Written task a
Lay out every line of the records that follow the text as a numbered list, skipping blank lines, and leave the pictures out of your answer.
Start Provided passage
Another empowering project: a performance of Petrushka, with the musicians doubling as actors. This was so impressive that the New York Philharmonic did it, too, empowering its own musicians.
Ross also empowers the students in his Maryland orchestra to help create a new kind of concert dress – informal black, with an accent color picked for each performance and applied (or not!) in creative ways by the musicians.
Ross has also run the National Orchestral Institute, a summer program for young professionals, where he gave musicians power to produce concerts on their own. Their programs featured classical performances alongside rock arrangements and improvisations.
Mason Bates: Fusion of opposites?
Not so. No opposites here. Yes, Mason Bates is a classical composer and a dance DJ. But in the 21st century, why should these things be opposites?
Here’s proof of that. Who likes what Bates does? No less a maestro than Riccardo Muti, who personally picked him (along with Anna Clyne, whose work also isn’t in a normal concert style) to be composer in residence with the Chicago Symphony.
Bates also does projects with his hometown band, the San Francisco Symphony – and with many other orchestras, including the YouTube Symphony, with which he performed in 2009 and 2011 as electronica soloist, as he often does, in symphonic pieces that he wrote. You can watch those performances, here and here. You’ll find an outline of his thriving classical career, along with details of his DJ work, on his website.
And, proving that all of this has an audience, he and Clyne exploded the Chicago Symphony’s new music series, MusicNOW, into something that attracts huge, young crowds.
Lara Downes: Doing it her way
Downes, a pianist, recorded an album not long ago that’s not a standard classical release. She and cellist Quill Bailey play American music: Barber, Copland, Bernstein, Lukas Foss. But with a twist. Yes, they play the Barber’s Cello Sonata, a formidable work written for their instruments. But they also play music they’ve arranged from songs by Barber, Bernstein and Copland, including two from Bernstein’s musicals. They play the music that they like.
End Provided passage
Written task b
In the passage on classical musicians, who picked Mason Bates to be composer in residence with the Chicago Symphony?
Start Material supplied
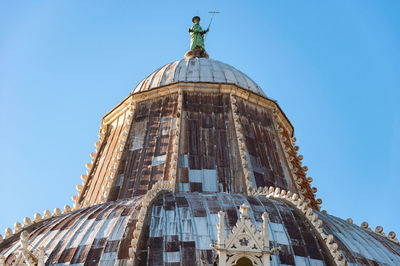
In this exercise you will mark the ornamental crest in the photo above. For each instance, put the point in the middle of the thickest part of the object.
(244, 243)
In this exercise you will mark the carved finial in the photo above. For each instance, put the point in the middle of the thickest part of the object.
(37, 217)
(244, 211)
(57, 211)
(17, 227)
(391, 235)
(8, 232)
(27, 221)
(41, 256)
(379, 229)
(364, 225)
(46, 213)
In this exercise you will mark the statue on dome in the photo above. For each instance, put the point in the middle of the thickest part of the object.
(197, 48)
(197, 34)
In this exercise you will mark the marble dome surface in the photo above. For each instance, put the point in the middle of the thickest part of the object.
(197, 70)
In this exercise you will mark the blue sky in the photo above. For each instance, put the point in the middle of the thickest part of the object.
(333, 67)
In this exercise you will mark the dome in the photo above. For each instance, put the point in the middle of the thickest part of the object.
End Material supplied
Exercise answer a
1. In this exercise you will mark the ornamental crest in the photo above. For each instance, put the point in the middle of the thickest part of the object.
2. (244, 243)
3. In this exercise you will mark the carved finial in the photo above. For each instance, put the point in the middle of the thickest part of the object.
4. (37, 217)
5. (244, 211)
6. (57, 211)
7. (17, 227)
8. (391, 235)
9. (8, 232)
10. (27, 221)
11. (41, 256)
12. (379, 229)
13. (364, 225)
14. (46, 213)
15. In this exercise you will mark the statue on dome in the photo above. For each instance, put the point in the middle of the thickest part of the object.
16. (197, 48)
17. (197, 34)
18. In this exercise you will mark the marble dome surface in the photo above. For each instance, put the point in the middle of the thickest part of the object.
19. (197, 70)
20. In this exercise you will mark the blue sky in the photo above. For each instance, put the point in the middle of the thickest part of the object.
21. (333, 67)
22. In this exercise you will mark the dome in the photo above. For each instance, put the point in the middle of the thickest part of the object.

Exercise answer b
Riccardo Muti